··· Dataset content

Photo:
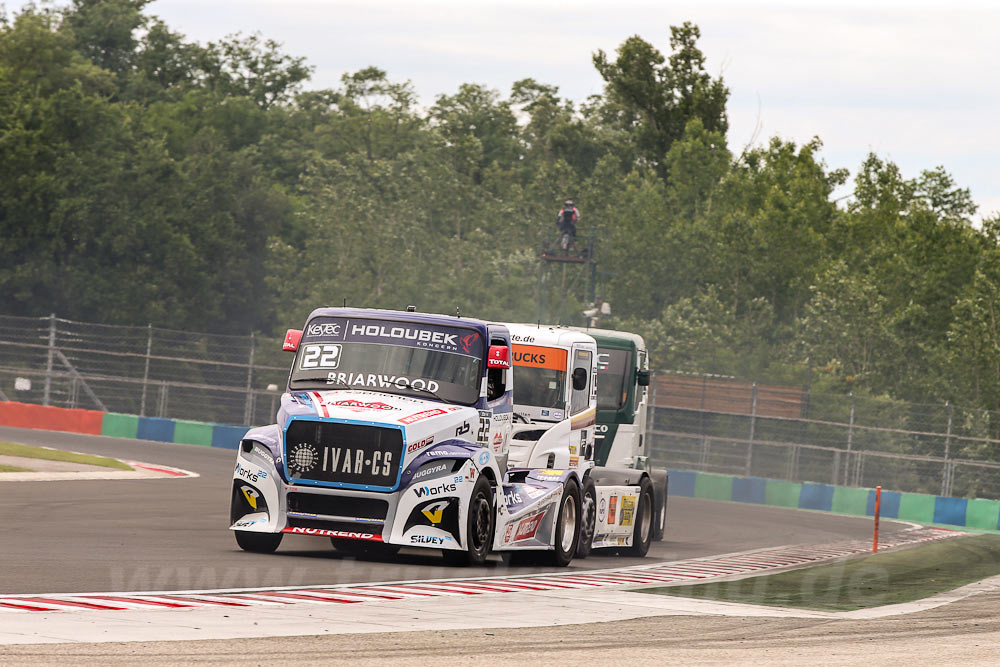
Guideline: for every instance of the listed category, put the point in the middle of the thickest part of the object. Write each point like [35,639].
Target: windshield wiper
[321,380]
[427,391]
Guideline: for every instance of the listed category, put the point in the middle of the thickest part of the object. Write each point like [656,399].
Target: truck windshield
[539,387]
[613,370]
[540,377]
[412,359]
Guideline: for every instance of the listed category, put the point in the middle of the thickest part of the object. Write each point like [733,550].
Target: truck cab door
[582,388]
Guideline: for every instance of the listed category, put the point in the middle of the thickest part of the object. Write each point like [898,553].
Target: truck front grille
[335,453]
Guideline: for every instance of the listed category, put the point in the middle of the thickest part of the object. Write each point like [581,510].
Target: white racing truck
[394,431]
[623,378]
[555,410]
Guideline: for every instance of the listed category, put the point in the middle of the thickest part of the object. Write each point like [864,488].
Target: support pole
[753,429]
[945,474]
[46,396]
[145,373]
[850,444]
[878,508]
[248,409]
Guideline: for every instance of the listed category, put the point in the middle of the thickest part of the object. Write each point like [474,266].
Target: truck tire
[258,543]
[642,532]
[567,527]
[660,507]
[588,518]
[480,521]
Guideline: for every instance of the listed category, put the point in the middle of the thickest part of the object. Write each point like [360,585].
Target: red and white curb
[657,574]
[141,471]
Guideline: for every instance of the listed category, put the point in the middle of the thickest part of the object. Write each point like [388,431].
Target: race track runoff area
[55,585]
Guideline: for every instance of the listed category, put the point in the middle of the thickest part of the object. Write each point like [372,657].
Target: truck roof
[611,336]
[401,315]
[546,336]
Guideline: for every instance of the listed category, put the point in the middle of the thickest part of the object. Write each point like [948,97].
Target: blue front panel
[298,480]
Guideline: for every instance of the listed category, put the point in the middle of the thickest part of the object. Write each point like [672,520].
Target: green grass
[872,581]
[27,451]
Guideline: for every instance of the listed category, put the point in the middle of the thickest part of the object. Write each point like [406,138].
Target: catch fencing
[147,371]
[787,434]
[695,423]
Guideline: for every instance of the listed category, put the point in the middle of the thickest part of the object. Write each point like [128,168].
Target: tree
[654,98]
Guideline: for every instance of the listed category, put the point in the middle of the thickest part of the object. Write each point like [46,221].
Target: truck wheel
[660,507]
[362,548]
[567,527]
[258,543]
[479,528]
[642,532]
[588,518]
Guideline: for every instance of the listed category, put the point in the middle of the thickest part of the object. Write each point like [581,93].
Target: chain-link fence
[695,423]
[921,448]
[146,371]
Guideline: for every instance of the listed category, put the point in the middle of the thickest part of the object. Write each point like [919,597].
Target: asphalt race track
[171,534]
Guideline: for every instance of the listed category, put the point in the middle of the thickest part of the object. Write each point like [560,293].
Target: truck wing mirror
[499,357]
[292,339]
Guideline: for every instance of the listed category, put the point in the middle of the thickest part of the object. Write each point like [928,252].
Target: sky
[916,82]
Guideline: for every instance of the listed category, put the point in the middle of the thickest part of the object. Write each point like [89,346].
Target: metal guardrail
[150,371]
[147,371]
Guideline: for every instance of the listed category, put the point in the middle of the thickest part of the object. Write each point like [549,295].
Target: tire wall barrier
[92,422]
[976,513]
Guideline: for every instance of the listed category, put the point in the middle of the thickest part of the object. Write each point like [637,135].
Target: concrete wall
[92,422]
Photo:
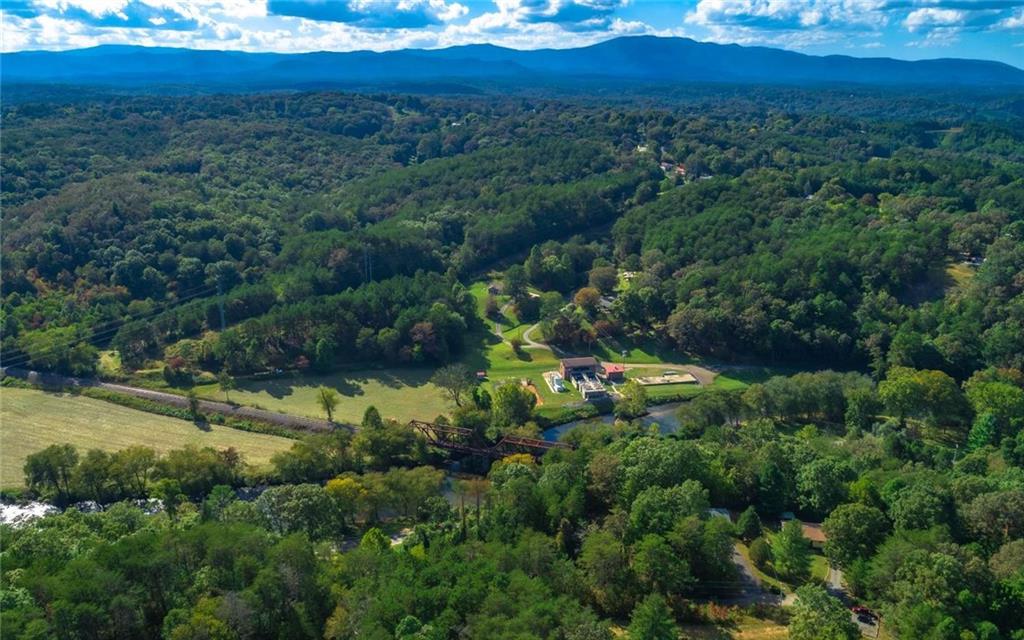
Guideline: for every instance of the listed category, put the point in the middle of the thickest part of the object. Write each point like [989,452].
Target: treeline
[312,194]
[844,266]
[62,475]
[621,526]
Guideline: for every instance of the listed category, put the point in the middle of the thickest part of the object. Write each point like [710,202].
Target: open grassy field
[32,420]
[402,393]
[747,628]
[406,393]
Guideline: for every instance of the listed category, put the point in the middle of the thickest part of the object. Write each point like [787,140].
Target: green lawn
[402,393]
[32,420]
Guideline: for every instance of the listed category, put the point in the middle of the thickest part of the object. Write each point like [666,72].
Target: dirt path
[498,324]
[527,338]
[237,411]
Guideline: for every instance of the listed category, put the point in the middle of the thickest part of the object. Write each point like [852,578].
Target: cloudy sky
[905,29]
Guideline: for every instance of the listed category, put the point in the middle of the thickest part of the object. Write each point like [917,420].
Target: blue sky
[903,29]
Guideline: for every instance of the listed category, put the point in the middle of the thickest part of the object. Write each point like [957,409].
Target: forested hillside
[793,236]
[844,270]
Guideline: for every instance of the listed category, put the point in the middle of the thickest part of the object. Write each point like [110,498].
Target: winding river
[664,415]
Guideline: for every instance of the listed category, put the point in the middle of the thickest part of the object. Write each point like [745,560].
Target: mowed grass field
[401,393]
[32,420]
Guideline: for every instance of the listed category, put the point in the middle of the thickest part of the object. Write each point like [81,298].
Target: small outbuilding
[570,367]
[613,373]
[814,534]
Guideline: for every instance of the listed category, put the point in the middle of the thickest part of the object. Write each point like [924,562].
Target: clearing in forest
[32,420]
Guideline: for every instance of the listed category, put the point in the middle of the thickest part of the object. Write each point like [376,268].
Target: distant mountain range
[634,59]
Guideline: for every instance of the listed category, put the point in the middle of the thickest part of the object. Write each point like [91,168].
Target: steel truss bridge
[463,441]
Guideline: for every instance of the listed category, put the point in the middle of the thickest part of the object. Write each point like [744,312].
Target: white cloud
[930,17]
[1012,23]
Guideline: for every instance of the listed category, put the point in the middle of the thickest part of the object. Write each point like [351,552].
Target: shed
[570,367]
[613,373]
[814,534]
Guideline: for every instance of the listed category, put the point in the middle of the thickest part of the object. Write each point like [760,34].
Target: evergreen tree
[791,552]
[983,432]
[749,524]
[652,620]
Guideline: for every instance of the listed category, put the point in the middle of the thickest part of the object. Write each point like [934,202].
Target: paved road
[835,586]
[498,324]
[527,338]
[284,420]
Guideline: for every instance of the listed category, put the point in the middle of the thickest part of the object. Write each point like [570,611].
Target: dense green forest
[794,236]
[615,531]
[879,237]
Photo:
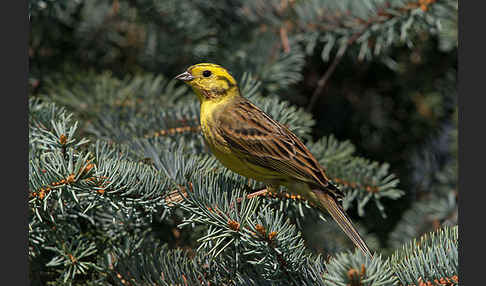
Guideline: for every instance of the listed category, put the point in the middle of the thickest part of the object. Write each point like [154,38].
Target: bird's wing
[258,139]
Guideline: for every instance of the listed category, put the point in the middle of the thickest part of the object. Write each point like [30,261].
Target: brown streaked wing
[260,140]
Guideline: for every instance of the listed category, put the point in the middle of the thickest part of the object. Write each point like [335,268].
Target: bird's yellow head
[209,81]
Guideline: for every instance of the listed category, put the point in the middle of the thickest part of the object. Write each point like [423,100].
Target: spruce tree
[123,190]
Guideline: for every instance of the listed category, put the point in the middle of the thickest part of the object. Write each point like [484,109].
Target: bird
[249,142]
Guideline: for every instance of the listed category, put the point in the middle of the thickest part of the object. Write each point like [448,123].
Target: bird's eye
[206,73]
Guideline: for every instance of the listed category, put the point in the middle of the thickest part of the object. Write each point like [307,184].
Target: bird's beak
[185,76]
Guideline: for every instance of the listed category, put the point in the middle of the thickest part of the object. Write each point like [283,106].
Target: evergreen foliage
[123,190]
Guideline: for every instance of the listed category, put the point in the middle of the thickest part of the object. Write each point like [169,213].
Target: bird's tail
[338,214]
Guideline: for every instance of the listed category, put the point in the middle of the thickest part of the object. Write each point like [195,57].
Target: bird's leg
[257,193]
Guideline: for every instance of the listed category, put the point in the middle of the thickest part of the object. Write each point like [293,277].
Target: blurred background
[381,74]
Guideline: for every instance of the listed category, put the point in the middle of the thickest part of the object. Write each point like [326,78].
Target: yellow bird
[249,142]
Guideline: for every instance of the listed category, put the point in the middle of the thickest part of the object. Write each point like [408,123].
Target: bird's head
[209,81]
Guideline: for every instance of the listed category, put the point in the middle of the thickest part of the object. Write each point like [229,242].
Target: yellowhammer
[248,141]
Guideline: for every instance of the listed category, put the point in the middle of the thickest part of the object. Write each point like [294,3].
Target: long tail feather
[338,214]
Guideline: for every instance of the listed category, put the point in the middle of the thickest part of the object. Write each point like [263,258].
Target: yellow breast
[222,151]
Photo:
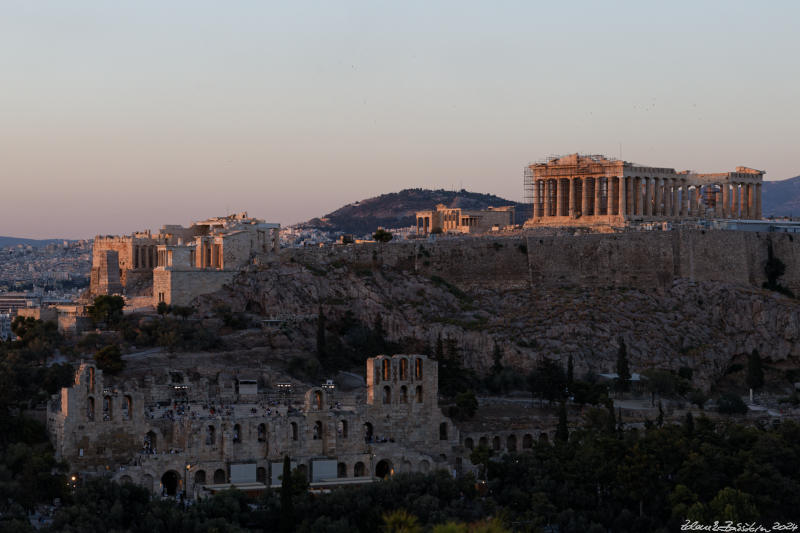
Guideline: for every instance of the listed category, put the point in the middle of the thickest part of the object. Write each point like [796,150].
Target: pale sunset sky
[119,116]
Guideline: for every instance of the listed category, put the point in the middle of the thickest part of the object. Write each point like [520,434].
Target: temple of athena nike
[577,190]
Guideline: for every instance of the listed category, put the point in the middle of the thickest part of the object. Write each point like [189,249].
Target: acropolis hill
[681,298]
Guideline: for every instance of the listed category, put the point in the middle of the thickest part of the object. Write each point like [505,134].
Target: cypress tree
[570,372]
[562,432]
[623,371]
[321,334]
[287,506]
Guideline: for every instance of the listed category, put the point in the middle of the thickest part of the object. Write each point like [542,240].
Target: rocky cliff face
[671,307]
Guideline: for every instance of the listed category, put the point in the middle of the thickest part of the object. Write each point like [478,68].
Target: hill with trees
[397,209]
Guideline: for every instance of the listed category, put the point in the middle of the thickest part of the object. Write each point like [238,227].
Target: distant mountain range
[36,243]
[781,198]
[396,210]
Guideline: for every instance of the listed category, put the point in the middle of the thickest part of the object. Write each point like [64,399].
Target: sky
[123,116]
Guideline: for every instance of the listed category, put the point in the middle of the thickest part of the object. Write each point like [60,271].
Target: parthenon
[593,189]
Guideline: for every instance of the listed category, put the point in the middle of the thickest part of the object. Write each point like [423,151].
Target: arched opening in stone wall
[169,483]
[150,442]
[318,400]
[107,408]
[527,441]
[387,395]
[127,408]
[511,443]
[359,470]
[383,470]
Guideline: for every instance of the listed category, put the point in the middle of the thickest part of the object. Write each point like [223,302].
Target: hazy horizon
[122,117]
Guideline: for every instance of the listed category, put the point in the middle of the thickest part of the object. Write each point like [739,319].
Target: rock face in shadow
[678,299]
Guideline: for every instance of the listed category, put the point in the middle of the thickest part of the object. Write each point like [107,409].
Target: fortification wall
[655,259]
[484,261]
[180,287]
[644,260]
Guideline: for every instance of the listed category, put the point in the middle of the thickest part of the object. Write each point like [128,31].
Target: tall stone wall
[104,277]
[644,260]
[655,259]
[180,287]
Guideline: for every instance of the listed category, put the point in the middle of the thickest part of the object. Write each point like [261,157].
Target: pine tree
[287,506]
[570,372]
[689,423]
[439,353]
[755,374]
[497,357]
[612,422]
[321,334]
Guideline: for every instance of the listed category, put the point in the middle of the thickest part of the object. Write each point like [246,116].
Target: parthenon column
[559,201]
[612,197]
[758,201]
[546,200]
[659,210]
[684,199]
[676,207]
[726,201]
[596,197]
[571,199]
[587,198]
[647,205]
[631,192]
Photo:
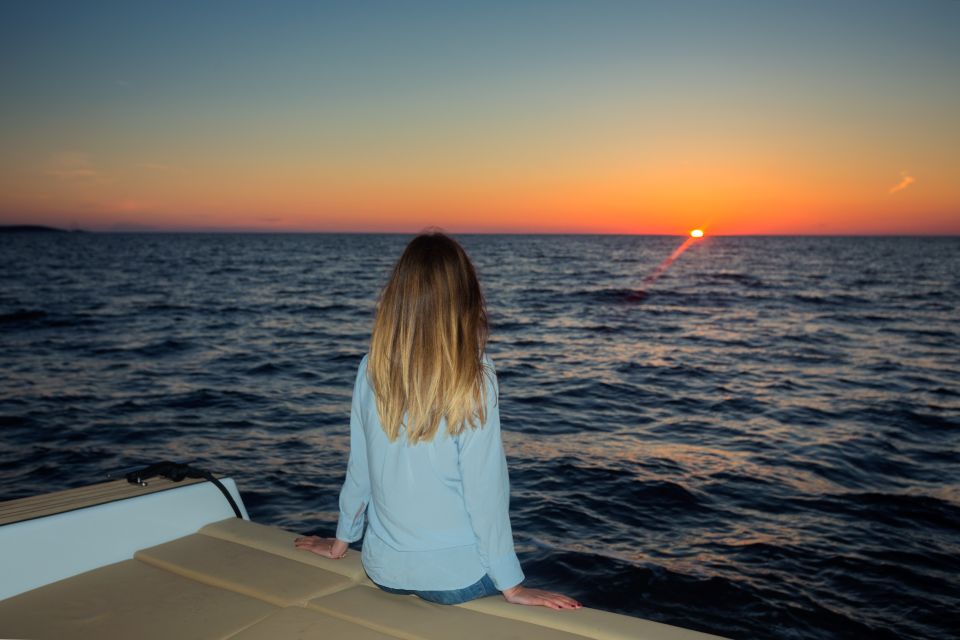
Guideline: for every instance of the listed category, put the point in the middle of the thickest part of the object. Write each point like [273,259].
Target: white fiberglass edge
[43,550]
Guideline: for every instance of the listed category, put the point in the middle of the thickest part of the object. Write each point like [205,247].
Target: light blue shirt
[438,513]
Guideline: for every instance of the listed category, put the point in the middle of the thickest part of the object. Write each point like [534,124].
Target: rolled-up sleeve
[355,493]
[486,492]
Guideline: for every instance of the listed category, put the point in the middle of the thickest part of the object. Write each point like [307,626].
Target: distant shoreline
[35,228]
[39,228]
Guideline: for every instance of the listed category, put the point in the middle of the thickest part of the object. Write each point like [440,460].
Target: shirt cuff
[506,572]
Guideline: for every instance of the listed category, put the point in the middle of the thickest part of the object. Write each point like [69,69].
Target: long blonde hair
[428,339]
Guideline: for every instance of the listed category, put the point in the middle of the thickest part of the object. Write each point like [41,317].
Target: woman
[426,466]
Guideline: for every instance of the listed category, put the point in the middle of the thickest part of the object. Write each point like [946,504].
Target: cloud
[75,166]
[905,181]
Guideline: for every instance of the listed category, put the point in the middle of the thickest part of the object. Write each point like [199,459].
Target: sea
[762,442]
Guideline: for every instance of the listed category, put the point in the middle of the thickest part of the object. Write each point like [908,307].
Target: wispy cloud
[905,181]
[75,166]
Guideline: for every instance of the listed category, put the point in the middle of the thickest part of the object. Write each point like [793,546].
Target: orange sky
[741,126]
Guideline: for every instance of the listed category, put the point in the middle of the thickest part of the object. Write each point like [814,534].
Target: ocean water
[766,444]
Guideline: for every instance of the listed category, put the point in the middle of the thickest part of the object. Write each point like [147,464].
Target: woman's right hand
[539,598]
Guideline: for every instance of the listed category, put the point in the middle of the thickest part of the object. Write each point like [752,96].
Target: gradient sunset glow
[741,117]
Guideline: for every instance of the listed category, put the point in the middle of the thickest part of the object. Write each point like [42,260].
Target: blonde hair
[428,339]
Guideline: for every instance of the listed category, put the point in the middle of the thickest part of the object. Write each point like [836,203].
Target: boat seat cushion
[279,542]
[297,623]
[243,569]
[411,617]
[128,599]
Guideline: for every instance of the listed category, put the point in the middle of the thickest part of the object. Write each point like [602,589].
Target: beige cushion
[242,569]
[416,619]
[592,623]
[128,600]
[297,623]
[280,542]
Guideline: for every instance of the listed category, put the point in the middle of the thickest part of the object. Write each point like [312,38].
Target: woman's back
[438,511]
[427,477]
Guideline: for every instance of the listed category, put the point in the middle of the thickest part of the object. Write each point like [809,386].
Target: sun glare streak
[695,235]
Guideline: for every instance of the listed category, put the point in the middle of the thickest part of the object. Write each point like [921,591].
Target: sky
[766,117]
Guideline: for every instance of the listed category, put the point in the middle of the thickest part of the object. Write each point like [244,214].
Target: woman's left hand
[326,547]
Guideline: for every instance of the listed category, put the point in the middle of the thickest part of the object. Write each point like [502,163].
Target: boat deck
[245,581]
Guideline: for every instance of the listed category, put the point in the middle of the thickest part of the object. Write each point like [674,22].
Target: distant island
[34,228]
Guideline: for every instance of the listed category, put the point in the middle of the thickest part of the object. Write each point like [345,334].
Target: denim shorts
[479,589]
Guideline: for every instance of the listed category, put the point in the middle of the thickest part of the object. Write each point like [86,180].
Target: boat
[176,555]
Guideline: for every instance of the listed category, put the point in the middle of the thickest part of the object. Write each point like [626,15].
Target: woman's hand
[539,598]
[326,547]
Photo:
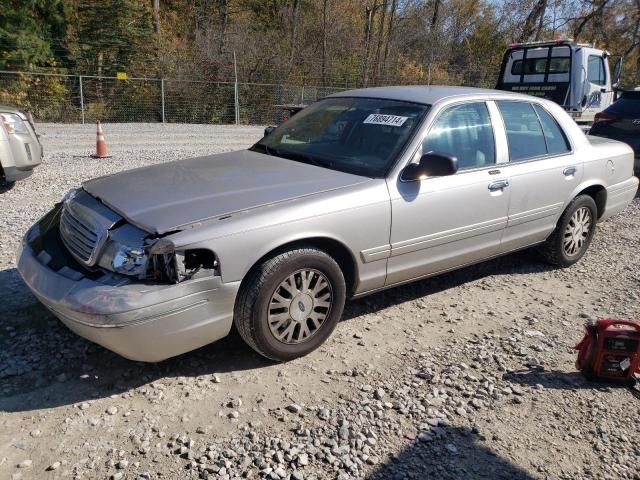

······

### Aim of the exercise
All that is wanted is a faithful reproduction of the line above with "point like [376,268].", the line with "point like [91,168].", and every line in between.

### Final answer
Guideline: for every instance of the listed category, put the point in the middle of the thickest part of the object. Write each point like [376,268].
Target: distant mountain range
[634,59]
Guideline: for every instance of the listed category, put the point in the middle of the thickest part of the object. Write each point like [91,168].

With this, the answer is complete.